- _TASK_:
Add 46 to every bounding-box coordinate in the answers and write out only the stretch of rows from the one containing "Challenge: find every instance of wooden support" through the one containing "[0, 351, 269, 401]", both ends included. Carry the requests over unchanged, and leave their format sample untouched.

- _DATA SUPPLIED_:

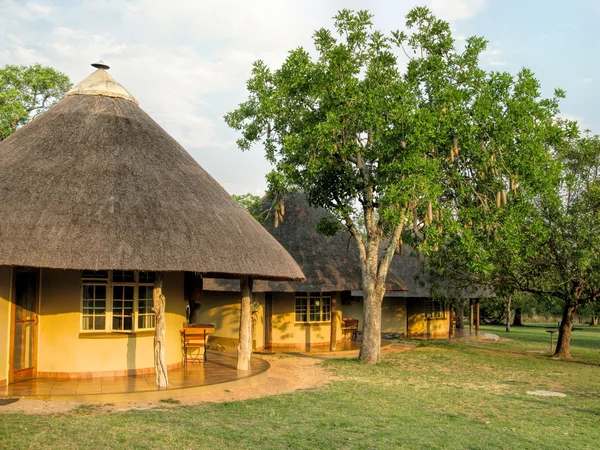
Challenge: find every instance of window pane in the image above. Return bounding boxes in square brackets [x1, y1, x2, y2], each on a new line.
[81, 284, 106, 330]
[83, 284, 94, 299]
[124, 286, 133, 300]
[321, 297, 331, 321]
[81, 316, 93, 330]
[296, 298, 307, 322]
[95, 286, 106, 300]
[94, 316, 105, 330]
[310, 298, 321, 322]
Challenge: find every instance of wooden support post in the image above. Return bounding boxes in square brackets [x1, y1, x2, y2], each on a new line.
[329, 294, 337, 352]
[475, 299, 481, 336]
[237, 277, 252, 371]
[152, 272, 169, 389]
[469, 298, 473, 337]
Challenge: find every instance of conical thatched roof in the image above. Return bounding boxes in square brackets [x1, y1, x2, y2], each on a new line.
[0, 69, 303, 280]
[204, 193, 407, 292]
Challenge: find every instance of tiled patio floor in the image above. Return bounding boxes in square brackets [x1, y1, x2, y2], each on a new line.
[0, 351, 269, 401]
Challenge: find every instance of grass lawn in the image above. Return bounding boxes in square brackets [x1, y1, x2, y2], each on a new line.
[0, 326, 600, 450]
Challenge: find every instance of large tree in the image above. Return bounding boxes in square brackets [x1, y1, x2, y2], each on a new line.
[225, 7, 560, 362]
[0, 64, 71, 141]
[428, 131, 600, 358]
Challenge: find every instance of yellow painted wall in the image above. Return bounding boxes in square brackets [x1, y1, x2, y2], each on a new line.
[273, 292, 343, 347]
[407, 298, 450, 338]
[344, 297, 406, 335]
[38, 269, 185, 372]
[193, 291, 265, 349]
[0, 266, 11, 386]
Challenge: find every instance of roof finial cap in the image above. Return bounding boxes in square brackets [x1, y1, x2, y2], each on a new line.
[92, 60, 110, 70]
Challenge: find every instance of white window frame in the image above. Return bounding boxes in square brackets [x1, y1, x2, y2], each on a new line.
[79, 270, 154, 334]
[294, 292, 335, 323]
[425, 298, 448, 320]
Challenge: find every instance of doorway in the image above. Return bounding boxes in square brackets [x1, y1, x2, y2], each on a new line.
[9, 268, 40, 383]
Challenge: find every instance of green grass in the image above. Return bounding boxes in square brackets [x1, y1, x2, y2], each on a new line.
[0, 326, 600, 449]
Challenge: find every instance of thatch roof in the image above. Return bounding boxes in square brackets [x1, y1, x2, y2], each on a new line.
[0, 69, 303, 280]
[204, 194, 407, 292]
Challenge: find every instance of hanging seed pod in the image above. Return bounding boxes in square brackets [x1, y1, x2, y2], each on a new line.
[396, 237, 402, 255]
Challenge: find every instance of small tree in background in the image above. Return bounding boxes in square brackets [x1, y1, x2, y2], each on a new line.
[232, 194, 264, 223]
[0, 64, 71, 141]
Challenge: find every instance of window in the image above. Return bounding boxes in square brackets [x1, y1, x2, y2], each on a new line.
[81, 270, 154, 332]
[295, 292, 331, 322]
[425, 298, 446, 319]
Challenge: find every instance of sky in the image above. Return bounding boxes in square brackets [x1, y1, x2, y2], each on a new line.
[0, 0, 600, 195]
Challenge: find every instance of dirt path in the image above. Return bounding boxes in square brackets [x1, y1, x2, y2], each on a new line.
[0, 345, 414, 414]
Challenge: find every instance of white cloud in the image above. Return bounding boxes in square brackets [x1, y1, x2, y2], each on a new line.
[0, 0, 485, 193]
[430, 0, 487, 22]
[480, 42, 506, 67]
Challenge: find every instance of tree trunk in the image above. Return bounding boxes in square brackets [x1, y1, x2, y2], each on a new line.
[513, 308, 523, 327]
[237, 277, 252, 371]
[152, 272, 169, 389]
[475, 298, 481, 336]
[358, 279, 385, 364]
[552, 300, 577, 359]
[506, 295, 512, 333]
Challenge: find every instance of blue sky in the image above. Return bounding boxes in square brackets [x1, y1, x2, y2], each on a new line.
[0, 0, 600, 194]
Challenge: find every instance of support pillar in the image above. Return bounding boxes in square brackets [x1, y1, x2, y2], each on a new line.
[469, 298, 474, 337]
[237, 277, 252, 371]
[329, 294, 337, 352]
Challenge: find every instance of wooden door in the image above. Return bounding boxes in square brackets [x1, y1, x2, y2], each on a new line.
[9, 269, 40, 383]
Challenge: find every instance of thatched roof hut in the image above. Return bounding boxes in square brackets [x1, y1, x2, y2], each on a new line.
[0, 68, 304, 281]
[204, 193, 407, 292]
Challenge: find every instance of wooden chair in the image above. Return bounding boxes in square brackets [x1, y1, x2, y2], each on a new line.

...

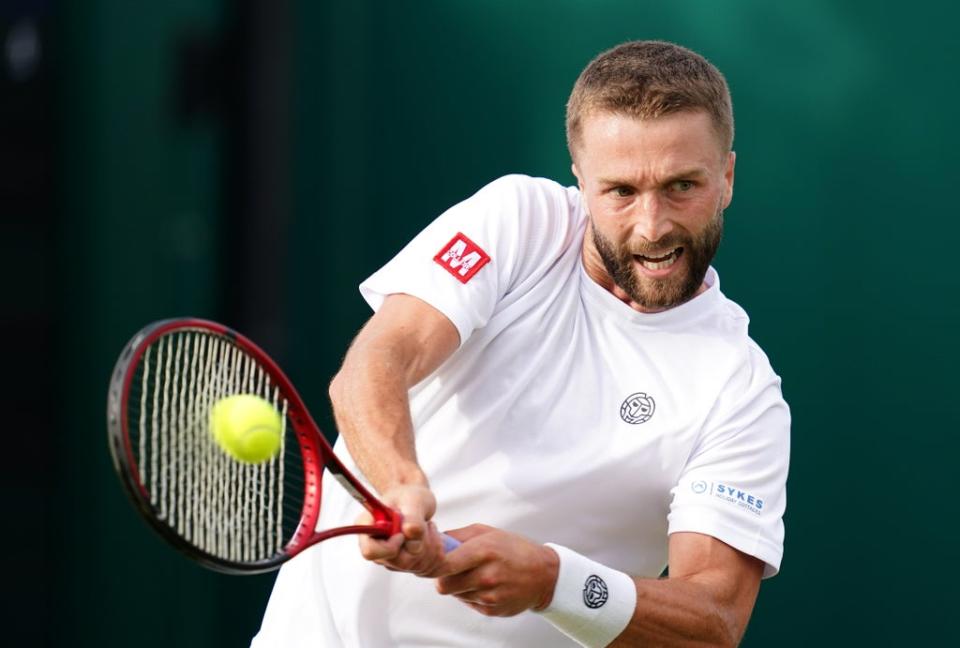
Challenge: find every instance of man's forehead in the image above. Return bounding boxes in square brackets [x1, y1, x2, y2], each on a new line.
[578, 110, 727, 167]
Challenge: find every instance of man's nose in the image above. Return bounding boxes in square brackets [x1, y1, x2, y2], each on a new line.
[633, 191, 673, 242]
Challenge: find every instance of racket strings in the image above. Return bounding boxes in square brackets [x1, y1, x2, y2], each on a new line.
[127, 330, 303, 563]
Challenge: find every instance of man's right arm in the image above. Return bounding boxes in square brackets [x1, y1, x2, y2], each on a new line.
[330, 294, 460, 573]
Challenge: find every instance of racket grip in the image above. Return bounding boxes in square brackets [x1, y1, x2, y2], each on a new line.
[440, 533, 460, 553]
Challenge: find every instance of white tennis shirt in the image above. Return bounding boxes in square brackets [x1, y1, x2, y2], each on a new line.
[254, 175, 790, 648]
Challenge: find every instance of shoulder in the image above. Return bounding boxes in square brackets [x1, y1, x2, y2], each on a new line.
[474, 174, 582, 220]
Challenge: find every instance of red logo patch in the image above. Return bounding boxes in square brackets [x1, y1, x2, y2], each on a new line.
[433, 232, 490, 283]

* * *

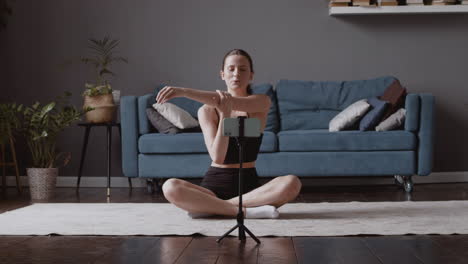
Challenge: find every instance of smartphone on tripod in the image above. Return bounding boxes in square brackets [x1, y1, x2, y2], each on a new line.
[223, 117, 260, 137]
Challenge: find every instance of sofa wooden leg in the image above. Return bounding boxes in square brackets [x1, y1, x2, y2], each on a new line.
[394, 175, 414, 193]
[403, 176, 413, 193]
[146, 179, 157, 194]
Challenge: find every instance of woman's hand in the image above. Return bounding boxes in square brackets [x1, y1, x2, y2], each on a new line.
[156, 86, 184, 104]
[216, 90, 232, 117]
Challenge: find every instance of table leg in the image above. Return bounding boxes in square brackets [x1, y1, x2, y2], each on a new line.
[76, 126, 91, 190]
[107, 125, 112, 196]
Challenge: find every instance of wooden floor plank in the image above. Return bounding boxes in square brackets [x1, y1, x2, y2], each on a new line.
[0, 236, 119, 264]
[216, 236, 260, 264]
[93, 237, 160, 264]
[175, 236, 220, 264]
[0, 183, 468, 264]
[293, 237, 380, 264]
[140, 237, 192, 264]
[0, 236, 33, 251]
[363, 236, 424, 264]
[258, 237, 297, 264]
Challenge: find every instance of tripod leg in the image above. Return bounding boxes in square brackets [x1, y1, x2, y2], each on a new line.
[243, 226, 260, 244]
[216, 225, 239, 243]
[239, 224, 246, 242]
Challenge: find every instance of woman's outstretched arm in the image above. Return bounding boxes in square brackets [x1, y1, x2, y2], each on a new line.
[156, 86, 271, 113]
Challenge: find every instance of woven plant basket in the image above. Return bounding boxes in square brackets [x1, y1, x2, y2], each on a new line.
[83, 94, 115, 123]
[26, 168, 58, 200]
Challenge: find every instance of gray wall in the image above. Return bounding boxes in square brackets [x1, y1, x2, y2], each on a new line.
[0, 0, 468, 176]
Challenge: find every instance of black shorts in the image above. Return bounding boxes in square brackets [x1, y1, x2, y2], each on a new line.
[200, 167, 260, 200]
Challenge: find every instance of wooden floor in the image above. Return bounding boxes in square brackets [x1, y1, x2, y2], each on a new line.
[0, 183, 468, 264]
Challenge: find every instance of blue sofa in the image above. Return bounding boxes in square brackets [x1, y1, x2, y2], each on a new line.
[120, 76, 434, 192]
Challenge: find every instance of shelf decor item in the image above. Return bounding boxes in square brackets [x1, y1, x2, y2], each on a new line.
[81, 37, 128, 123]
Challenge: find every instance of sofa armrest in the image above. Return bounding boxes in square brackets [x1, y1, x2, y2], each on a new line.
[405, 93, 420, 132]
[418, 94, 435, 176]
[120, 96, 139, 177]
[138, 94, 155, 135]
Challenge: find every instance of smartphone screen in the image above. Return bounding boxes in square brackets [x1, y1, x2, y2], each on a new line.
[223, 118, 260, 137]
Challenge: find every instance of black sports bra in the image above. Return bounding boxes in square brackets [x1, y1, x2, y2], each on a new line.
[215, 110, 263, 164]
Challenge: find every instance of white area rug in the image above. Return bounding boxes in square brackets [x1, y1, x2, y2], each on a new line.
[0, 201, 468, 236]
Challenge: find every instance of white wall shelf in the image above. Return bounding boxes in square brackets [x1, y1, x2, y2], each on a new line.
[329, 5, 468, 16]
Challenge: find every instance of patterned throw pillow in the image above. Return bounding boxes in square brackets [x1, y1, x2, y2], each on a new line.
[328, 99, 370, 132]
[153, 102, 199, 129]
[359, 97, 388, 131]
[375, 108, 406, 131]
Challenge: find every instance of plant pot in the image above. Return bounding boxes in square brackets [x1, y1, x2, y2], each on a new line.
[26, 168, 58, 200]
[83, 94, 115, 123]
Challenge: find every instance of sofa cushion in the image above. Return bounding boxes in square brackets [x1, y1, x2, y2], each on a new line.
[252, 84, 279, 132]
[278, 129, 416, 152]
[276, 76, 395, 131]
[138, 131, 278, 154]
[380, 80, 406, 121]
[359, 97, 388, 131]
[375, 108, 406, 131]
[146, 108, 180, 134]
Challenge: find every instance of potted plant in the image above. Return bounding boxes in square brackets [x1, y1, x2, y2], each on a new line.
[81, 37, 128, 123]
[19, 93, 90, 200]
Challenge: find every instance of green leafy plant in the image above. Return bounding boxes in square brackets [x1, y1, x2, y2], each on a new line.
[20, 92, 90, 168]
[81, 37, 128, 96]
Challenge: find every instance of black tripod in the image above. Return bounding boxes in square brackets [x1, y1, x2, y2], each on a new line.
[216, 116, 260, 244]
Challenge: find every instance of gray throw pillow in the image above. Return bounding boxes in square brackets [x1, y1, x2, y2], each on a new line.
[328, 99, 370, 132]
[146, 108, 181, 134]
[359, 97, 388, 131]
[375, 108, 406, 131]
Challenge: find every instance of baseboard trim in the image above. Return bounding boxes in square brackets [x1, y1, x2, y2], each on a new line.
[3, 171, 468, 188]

- _CORRECT RESPONSE_:
Challenge: find every instance of wooden support post in the image above. Return bounding boxes in square brackets [x1, y1, x2, y2], each on a new line.
[375, 340, 383, 398]
[521, 345, 527, 382]
[283, 323, 298, 417]
[198, 318, 215, 435]
[515, 344, 519, 383]
Challenge: find every instance of conical thatched roof in the image above. Return bounding boxes in square brackets [x1, y1, x2, y2], each on a new line.
[46, 115, 349, 326]
[250, 239, 453, 338]
Challenge: find every instance of tiled patio floor in the image above. Return bounding boxes in square brackets [x1, y1, x2, y2], each on a new line.
[46, 397, 315, 447]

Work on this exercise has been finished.